## What the task requires
Give the entries back exactly, dropping each image.

(Saved data entries)
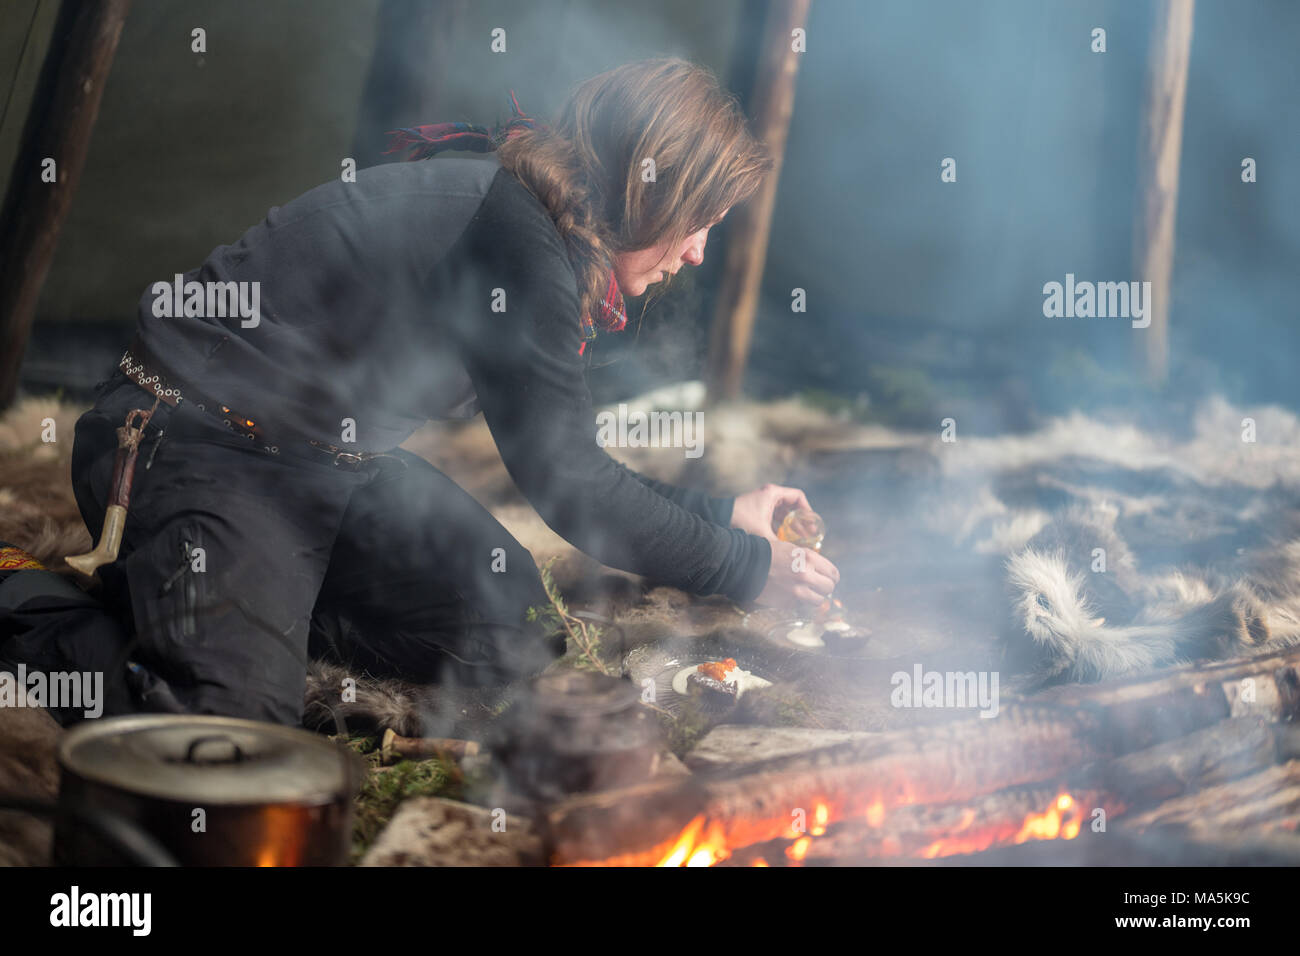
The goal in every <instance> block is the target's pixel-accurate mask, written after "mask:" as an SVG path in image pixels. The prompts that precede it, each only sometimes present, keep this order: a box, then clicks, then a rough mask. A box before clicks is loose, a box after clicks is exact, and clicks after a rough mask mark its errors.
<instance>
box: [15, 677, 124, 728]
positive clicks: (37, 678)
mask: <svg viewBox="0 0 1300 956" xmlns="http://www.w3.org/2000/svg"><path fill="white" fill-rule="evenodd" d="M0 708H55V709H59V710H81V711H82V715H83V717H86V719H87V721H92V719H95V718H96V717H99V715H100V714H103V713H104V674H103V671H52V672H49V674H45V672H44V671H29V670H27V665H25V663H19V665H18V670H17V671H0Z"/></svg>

## Response for this exercise
The goal in every <instance> block is the target's pixel-accurate mask, written after "mask:" as an SVG path in image pixels. The prompts that precede it, each only sometimes present, keep this order: a box, then clicks, then a rough mask. A box before clicks is loose, a box after clicks is exact, and clicks after a rough mask mark its errors.
<instance>
box: [15, 677, 124, 728]
positive clicks: (37, 678)
mask: <svg viewBox="0 0 1300 956" xmlns="http://www.w3.org/2000/svg"><path fill="white" fill-rule="evenodd" d="M0 708H55V709H59V710H81V711H82V715H83V717H86V719H87V721H92V719H95V718H96V717H99V715H100V714H103V713H104V674H103V671H52V672H49V674H45V672H44V671H29V670H27V665H25V663H19V665H18V670H17V671H0Z"/></svg>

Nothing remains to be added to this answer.